Pour qui connaît l'Algérie, l'effervescence citoyenne qui secoue le pays est loin d'être une surprise. Les sonnettes d'alarme, maintes fois tirées, n'ont pas été prises au sérieux par les pouvoirs publics.

Encore une fois, les mêmes causes semblent produire les mêmes effets. Avec un chômage endémique qui avoisine les 20% (selon le FMI), une dégradation irréversible des conditions de vie, des hausses de prix qui frisent l'indécence, des inégalités flagrantes entre concitoyens, tous les scénarios étaient autorisés. Pour autant que l'on s'en souvienne, les colères citoyennes n'ont jamais connu de répit ces dernières années. Après les « diplômés-chômeurs» qui ont enflammé la wilaya de Tiaret en avril 2008, pour protester contre la présence d'un ministre aux obsèques de jeunes harraga, suivirent, un mois plus tard, les exactions des jeunes frondeurs de Gdyel qui hurlaient leur ras-le bol et leur mal vie. La protesta s'est propagée ensuite vers Ouargla, puis vers Chlef avant d'atteindre Oran où de véritables émeutes ont embrasé toute la ville en faisant plus de 300 blessés. Une jeunesse en constante ébullition. Pas moins de cent mille interventions de maintien de l'ordre ont été effectuées cette dernière année, et plus de neuf mille émeutes et troubles ont été recensés.

 2011 ne s'annonce guère sous de bons auspices, malgré le calme relatif qui s'instaure à nouveau. Mais, quoi qu'on en dise, la situation semble assez préoccupante et l'atmosphère des plus électrique. Finies les coups de colères habituelles. La contestation sociale a changé de forme. Spontanées et anarchiques, les manifestations en ce début d'année ont très rapidement tourné à l'émeute à travers la plupart des wilayate.

 Infiltrés parmi les manifestants excédés qui protestaient contre la précarité et la détérioration de leur quotidien, de véritables brigands ont commencé à brûler des pneus et à détruire les abribus avant de s'en prendre aux poteaux de signalisation qu'ils arrachaient et aux véhicules qu'ils croisaient. La violence incontrôlable a fini par prendre le dessus : rues et routes barrées, bâtiments publics en flammes, écoles et universités saccagées, magasins publics et privés dévalisés, voitures calcinées, bureaux et centres commerciaux pillés, bref un début d'anarchie généralisée ! L'ampleur de l'embrasement et les actes de vandalisme scandaleux et inexcusables, enregistrés ici et là, laissent pantois. Tout aussi déplorables sont les premières réactions des politiques qui, en guise de mea culpa, recherchent des coupables pour mieux se disculper. L'appel d'un ministre de la République a rappelé étrangement celui d'un autre leader politique qui n'a pas hésité à qualifier de « Chahut de gamins» la révolte des jeunes en 1988. Ces «innocents», façon de dire ces êtres infantiles, «grandis à une période où le pays vivait au rythme du sang et des larmes », manière de suggérer qu'ils sont habités par la violence, « doivent être orientés et assistés par tout le monde, à commencer par leurs familles », ce qui laisse supposer que les manifestations sont la résultante d'un déficit éducationnel « pour tirer des enseignements de l'Histoire du pays».

* OBJECTIF *
Dites, s'il vous plaît, si chaque affirmation ci-dessous concorde avec le texte sur la contestation sociale en Algérie. Répondez par oui ou non et citez mot pour mot le passage qui tranche.
(a) Selon le FMI, le chômage avoisine les 20 %.
(b) Les émeutes d'Oran ont fait moins de cent blessés.
(c) La wilaya de Tiaret s'est enflammée en avril 2008.

* LIGNES *
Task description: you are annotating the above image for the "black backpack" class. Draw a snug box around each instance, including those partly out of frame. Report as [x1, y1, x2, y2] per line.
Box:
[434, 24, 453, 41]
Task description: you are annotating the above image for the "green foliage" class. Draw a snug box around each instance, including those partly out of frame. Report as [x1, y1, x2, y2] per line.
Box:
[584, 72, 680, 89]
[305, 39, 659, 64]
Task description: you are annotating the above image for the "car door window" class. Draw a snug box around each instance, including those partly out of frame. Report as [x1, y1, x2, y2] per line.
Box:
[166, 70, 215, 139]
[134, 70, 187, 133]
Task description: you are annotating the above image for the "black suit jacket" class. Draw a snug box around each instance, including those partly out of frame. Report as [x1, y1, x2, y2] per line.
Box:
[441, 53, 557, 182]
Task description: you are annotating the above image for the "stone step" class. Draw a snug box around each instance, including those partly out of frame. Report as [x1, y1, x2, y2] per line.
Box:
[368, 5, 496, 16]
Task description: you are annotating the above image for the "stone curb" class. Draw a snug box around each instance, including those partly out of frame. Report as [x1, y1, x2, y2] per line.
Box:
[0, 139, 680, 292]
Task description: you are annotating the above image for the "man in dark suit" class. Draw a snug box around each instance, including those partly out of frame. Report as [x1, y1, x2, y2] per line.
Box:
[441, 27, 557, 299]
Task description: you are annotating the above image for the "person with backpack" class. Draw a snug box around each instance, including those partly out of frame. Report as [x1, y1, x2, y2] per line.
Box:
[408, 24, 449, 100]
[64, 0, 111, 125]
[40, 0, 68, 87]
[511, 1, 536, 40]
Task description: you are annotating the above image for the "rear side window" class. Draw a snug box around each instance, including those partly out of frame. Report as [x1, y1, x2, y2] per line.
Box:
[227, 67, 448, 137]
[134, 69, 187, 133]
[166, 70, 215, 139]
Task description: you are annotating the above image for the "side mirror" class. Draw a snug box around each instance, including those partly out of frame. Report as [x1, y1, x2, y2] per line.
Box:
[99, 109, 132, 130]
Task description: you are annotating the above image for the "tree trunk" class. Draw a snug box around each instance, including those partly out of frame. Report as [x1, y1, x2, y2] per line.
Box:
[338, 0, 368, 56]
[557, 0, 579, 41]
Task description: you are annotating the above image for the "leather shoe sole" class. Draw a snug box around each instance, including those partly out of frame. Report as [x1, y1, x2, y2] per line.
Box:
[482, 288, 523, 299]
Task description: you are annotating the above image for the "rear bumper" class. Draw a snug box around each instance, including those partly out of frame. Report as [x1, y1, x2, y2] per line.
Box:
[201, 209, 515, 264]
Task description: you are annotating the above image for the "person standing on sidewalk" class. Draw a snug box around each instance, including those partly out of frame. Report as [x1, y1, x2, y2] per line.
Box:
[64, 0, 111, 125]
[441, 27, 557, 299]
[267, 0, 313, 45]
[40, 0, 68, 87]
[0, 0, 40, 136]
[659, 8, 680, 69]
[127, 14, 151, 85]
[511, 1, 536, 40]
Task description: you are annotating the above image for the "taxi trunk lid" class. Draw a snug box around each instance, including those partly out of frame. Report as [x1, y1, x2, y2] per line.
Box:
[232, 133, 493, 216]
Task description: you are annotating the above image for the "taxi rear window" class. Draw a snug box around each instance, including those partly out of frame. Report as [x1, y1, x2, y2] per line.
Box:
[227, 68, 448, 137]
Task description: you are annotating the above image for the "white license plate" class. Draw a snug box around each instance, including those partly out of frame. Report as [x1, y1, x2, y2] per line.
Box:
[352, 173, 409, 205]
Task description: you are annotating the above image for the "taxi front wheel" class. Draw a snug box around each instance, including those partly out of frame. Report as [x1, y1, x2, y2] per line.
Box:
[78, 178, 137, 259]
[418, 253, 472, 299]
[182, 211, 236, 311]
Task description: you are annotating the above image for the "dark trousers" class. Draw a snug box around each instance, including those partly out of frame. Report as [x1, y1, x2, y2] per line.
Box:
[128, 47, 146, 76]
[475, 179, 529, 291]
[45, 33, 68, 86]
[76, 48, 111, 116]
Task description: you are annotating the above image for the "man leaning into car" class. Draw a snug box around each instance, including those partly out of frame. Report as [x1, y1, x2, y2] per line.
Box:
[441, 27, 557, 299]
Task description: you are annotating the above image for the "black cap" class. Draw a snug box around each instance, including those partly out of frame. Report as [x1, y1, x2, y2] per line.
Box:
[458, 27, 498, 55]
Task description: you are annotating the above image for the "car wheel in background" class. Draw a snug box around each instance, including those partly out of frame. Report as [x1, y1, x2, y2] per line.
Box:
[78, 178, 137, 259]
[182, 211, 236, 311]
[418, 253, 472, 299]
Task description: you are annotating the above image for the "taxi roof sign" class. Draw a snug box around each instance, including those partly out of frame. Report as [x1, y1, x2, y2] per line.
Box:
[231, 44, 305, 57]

* CORRIGÉ *
(a) Oui : « Avec un chômage endémique qui avoisine les 20% (selon le FMI) ».
(b) Non : « de véritables émeutes ont embrasé toute la ville en faisant plus de 300 blessés ».
(c) Oui : « qui ont enflammé la wilaya de Tiaret en avril 2008 ».